_Direction_:
Write out again only the lines running from the one that contains "girl and give integer pixel coordinates." to the end of the records below, including both the first and the last.
***** Stored data *****
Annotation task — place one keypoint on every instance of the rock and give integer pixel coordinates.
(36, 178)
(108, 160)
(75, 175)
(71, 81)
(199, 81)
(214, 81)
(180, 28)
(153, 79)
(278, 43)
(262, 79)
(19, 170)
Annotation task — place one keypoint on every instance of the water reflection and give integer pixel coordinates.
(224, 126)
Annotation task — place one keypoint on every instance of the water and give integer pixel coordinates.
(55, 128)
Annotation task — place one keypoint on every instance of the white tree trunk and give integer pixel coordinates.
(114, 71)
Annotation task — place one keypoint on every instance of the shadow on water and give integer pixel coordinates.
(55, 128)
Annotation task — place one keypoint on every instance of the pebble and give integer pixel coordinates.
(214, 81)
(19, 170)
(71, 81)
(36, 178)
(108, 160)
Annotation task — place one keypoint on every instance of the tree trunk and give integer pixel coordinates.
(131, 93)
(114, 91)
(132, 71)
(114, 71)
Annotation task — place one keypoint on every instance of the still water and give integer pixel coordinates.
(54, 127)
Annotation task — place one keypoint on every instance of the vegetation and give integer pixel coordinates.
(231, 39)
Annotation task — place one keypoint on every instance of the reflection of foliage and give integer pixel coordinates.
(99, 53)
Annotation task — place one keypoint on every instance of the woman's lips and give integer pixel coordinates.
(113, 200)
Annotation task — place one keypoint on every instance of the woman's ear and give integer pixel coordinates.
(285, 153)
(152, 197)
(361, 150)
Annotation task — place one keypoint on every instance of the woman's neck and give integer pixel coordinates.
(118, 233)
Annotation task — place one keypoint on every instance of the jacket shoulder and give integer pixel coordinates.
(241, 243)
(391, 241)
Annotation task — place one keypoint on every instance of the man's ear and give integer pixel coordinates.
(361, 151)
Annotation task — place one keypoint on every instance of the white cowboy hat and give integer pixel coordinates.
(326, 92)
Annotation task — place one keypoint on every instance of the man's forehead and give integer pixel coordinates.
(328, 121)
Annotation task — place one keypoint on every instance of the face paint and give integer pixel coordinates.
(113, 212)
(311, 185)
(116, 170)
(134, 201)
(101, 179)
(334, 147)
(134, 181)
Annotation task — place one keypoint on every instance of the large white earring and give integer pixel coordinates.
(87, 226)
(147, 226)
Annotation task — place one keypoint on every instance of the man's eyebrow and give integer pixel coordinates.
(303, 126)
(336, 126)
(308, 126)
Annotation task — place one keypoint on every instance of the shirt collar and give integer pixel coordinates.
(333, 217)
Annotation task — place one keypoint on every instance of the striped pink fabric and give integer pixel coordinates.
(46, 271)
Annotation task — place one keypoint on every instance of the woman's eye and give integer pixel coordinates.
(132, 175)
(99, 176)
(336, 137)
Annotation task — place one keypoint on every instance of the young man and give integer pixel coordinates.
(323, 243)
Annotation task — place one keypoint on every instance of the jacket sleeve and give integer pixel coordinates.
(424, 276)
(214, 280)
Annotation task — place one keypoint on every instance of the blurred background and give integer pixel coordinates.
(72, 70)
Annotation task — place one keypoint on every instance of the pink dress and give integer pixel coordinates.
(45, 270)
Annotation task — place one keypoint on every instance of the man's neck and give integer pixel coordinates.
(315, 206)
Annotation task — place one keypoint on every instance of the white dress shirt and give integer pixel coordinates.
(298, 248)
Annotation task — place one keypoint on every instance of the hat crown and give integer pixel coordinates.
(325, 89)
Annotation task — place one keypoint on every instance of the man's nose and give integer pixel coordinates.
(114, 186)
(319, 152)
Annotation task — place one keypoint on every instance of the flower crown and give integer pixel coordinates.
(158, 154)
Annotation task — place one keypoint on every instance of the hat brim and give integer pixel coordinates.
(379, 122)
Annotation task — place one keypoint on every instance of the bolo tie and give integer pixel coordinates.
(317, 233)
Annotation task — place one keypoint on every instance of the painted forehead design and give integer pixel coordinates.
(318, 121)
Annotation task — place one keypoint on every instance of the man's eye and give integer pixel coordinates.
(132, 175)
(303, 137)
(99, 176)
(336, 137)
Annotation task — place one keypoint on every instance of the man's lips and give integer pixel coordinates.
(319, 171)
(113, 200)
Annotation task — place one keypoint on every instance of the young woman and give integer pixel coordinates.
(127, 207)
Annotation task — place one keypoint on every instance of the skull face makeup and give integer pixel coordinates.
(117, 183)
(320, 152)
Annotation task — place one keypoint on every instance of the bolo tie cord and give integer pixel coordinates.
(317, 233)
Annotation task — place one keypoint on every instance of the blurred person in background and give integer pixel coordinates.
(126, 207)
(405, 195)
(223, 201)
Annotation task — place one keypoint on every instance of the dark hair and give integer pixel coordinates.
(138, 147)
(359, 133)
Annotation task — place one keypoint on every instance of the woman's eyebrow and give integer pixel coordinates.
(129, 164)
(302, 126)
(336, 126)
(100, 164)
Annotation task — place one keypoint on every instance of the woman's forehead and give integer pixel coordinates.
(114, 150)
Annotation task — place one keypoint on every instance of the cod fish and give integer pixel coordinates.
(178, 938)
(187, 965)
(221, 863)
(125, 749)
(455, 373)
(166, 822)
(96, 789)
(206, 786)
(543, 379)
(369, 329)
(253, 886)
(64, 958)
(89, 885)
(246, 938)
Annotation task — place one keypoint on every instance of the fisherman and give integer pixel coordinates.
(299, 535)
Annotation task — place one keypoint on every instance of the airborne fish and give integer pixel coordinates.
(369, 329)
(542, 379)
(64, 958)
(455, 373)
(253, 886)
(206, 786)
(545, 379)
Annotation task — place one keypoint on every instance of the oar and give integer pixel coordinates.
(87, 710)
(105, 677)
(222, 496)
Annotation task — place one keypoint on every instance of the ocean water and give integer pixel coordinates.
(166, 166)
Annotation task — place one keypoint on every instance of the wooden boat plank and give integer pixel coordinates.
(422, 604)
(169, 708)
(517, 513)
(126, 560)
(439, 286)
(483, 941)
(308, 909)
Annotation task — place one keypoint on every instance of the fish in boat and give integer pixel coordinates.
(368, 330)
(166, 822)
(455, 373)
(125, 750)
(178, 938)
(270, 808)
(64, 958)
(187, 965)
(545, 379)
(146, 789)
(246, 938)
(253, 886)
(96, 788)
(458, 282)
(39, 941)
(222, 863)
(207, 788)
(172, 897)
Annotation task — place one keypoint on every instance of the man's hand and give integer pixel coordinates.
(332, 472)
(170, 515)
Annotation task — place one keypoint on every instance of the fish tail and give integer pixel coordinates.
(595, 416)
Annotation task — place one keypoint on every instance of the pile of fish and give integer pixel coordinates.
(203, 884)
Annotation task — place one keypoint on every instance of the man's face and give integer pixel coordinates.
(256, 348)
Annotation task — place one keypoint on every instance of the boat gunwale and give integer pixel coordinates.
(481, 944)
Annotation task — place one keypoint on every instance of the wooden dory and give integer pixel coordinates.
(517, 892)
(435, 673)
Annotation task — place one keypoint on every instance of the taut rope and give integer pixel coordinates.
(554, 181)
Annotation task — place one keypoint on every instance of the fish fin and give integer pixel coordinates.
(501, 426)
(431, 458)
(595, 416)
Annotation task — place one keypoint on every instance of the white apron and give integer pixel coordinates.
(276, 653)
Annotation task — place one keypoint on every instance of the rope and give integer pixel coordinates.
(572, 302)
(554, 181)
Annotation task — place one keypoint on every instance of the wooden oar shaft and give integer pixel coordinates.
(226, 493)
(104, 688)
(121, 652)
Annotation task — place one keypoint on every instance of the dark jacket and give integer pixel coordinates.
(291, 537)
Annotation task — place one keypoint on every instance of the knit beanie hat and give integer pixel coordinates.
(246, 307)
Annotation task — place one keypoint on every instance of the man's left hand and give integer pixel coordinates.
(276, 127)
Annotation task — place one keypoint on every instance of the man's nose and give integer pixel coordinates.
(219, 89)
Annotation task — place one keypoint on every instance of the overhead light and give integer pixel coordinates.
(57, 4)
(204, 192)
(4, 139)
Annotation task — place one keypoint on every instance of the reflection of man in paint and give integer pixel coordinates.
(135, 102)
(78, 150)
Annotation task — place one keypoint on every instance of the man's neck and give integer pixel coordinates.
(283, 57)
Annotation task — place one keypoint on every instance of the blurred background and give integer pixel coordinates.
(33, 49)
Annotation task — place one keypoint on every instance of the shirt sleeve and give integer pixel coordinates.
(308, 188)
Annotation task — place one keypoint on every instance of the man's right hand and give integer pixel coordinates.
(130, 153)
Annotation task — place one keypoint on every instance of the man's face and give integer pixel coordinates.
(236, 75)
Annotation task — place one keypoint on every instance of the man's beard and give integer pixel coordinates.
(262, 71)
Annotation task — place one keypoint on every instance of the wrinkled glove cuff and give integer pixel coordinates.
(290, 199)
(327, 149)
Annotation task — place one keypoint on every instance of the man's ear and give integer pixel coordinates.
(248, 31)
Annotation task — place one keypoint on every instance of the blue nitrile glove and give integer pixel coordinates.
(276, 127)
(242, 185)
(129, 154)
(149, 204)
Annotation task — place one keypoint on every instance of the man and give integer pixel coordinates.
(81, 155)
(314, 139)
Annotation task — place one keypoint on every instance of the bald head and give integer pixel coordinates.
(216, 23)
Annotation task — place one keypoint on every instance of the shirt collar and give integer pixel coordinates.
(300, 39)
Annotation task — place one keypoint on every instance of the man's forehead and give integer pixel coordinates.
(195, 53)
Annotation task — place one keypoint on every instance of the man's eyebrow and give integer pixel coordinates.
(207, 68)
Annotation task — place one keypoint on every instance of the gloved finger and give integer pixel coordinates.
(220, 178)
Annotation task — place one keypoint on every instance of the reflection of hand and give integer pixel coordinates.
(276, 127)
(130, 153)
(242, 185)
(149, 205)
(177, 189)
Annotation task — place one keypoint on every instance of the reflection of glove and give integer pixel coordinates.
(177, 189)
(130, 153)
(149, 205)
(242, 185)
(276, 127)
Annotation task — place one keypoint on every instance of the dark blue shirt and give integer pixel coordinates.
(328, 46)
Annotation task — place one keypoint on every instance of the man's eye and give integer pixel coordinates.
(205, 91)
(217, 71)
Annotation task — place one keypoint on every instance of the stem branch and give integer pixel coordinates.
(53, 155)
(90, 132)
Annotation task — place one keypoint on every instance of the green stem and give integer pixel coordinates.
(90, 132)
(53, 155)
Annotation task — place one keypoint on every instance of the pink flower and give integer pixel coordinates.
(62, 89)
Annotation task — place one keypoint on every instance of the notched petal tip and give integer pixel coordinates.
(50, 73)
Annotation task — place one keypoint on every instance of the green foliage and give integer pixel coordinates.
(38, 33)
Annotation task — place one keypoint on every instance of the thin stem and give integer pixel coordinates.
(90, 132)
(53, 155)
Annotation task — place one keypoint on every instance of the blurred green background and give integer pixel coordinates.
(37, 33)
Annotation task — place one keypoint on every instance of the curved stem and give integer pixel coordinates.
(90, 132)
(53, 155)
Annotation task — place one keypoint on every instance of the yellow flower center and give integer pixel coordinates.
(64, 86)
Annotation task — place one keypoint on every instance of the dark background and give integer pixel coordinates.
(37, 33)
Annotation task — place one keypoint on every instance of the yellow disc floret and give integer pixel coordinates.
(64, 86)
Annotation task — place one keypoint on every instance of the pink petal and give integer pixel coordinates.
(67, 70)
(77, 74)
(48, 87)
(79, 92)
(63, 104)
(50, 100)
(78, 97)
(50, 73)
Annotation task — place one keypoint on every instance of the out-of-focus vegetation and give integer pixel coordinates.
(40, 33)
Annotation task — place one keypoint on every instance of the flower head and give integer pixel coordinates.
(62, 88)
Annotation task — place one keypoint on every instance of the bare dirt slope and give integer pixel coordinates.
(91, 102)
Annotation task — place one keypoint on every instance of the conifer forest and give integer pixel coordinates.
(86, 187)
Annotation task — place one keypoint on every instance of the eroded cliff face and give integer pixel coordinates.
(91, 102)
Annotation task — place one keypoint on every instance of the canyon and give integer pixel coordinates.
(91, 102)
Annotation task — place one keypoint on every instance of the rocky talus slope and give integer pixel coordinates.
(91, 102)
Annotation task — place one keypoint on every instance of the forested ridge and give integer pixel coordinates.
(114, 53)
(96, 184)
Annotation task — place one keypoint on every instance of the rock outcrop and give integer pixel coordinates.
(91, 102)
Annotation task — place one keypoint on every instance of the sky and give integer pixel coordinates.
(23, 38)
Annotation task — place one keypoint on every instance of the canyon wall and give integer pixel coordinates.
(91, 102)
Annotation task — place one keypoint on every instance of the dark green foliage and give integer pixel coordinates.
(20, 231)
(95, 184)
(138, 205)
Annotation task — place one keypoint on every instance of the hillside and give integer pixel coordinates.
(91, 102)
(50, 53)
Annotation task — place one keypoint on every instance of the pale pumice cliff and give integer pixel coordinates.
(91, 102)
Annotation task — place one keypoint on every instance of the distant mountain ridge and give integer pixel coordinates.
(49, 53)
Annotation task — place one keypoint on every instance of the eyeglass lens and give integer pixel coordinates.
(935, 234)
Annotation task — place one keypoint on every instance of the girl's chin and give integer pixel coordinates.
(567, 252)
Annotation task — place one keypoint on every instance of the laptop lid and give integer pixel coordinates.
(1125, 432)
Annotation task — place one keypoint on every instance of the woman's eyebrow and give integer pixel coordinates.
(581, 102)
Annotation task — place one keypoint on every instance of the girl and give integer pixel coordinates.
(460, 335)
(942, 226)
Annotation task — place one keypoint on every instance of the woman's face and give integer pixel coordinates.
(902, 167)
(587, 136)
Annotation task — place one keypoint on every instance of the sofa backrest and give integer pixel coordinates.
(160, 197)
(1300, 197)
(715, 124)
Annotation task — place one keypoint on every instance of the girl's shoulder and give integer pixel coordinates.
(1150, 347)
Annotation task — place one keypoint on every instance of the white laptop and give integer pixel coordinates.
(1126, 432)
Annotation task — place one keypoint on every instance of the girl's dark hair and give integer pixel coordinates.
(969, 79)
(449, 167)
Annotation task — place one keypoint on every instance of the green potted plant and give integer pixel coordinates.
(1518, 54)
*****
_Result below_:
Annotation task — place one keypoint on every instance of the girl and give integer pixel coordinates.
(460, 335)
(942, 226)
Annotation task — place one keypoint on every instance of the woman's face and give integer pixel coordinates.
(902, 167)
(587, 136)
Annotation task — place one keypoint on every instance of the sofa backrest and give integer pixel coordinates.
(160, 197)
(1300, 197)
(715, 124)
Annotation task — place one keypoint on every instance of the girl's shoulder and give integer pixel coordinates.
(1150, 347)
Annotation task — place one keypoint on every instance of the white laptop and give integer pixel coordinates.
(1126, 432)
Annotation task — place one keypoint on every instance of the girl's dark hair and give integer pixel coordinates.
(969, 79)
(449, 167)
Annotation task — place one keypoint on every instance of the green potted plant and give integer pixel coordinates.
(1518, 54)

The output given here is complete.